§ **Data extract**:

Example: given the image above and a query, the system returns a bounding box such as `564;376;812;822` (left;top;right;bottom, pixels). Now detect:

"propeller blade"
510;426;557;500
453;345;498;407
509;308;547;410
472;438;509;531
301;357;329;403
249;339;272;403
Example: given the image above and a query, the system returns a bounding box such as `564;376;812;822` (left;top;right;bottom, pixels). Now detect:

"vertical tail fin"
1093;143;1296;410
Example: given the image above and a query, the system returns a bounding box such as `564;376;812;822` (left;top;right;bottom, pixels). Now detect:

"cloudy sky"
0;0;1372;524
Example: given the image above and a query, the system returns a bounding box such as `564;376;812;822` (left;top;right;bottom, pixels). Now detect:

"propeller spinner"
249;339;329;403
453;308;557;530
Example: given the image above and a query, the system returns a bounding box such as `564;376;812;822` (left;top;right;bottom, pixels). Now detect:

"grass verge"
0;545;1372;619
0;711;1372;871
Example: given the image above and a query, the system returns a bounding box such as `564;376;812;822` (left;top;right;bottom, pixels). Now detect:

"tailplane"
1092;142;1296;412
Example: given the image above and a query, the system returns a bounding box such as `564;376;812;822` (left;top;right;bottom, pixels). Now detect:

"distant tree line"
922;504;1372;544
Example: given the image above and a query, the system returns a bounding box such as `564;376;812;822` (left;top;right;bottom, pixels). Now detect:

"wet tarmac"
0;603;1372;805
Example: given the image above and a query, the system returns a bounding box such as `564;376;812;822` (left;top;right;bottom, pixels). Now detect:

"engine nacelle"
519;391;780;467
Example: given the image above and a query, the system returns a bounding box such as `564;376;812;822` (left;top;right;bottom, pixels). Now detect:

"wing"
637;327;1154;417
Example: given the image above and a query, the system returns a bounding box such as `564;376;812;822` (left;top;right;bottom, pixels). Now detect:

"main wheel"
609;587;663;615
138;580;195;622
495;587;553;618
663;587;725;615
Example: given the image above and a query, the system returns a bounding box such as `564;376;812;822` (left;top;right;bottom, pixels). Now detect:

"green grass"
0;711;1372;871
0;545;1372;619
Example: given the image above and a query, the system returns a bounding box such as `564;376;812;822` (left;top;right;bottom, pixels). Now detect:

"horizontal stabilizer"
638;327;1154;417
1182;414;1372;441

§ **Task directions**: List every line in the rows above that contains the word "propeller", copying each one in full.

§ **Answer in full**:
"propeller blade"
"propeller spinner"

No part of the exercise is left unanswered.